## CONSIGNE 1:
Répondez aux questions suivantes d'après le texte fourni.
(a) D'après le texte, quel pays fabrique les produits auxquels on a donné la préférence ?
(b) En quelle année Ilyas El Omari a-t-il organisé un colloque international sur le cannabis ?
(c) De quelle ville M'Hamed Karimine était-il député-maire ?
## CONSIGNE 2:
Recopiez le passage du texte fourni compris entre « Les trafiquants de » et « nationale, bon sang ! », ces deux segments inclus.

## TEXTE FOURNI:
......

Les trafiquants de notre cher cannabis de Ketama, classé drogue douce et sympathique, qui fait planer sans rendre maboul,  upgradé depuis peu plante médicinal  par les autorités marocaines,  doivent se sentir trahis. On les a roulés dans le joint, comme dirait l’autre, en privilégiant le business des produits made in Colombie. Et la préférence nationale, bon sang !
Reste à savoir  ce qu’en pense  un certain Ilyas El Omari, qui a eu le culot d’organiser  en 2016 du temps de sa toute-puissance politique un colloque international sur  le cannabis dont il est un fervent défenseur ? Maintenant qu'il s'est reconverti dans le journalisme à Tanger après son retour de l'exil chinois, l'ex-patron du PAM est capable, du haut de son expertise précieuse, de se lancer dans une nouvelle entreprise hallucinante. Quant à l’Istiqlal, composante tout aussi essentielle de la majorité, il n’a été gratifié pour le moment  que de la garde-à-vue pour son député-maire de Bouznika, déchu de  ses deux mandats électifs, le  gentleman M’Hamed Karimine, sur le grill pour des histoires opaques de subventions de bovins et entorses  aux règles  de l’urbanisme. En proie à l'angoisse des assoiffés des bonnes nouvelles, le leader de l'Istiqlal Nizar Baraka n'a que deux immenses voeux:  que la liste des prévaricateurs istiqlaliens ne s'allonge pas à souhait  et que le ciel soit plus généreux qu'il ne l'était pour que son bilan  ministériel ne ressemble pas à une feuille sèche.
Croisons les doigts!

......

## DONNÉES ENREGISTRÉES:
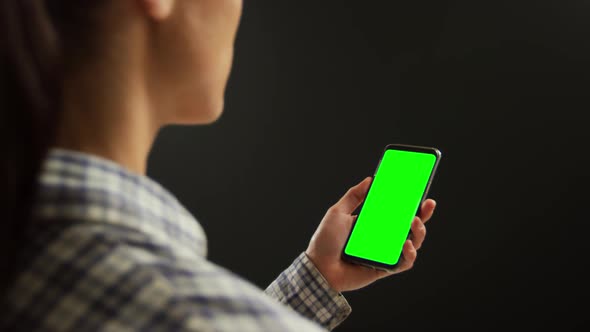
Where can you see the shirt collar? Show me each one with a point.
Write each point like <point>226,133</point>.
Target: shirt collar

......

## RÉPONSE 1:
(a) La Colombie.
(b) En 2016.
(c) De Bouznika.

## RÉPONSE 2:
Les trafiquants de notre cher cannabis de Ketama, classé drogue douce et sympathique, qui fait planer sans rendre maboul,  upgradé depuis peu plante médicinal  par les autorités marocaines,  doivent se sentir trahis. On les a roulés dans le joint, comme dirait l’autre, en privilégiant le business des produits made in Colombie. Et la préférence nationale, bon sang !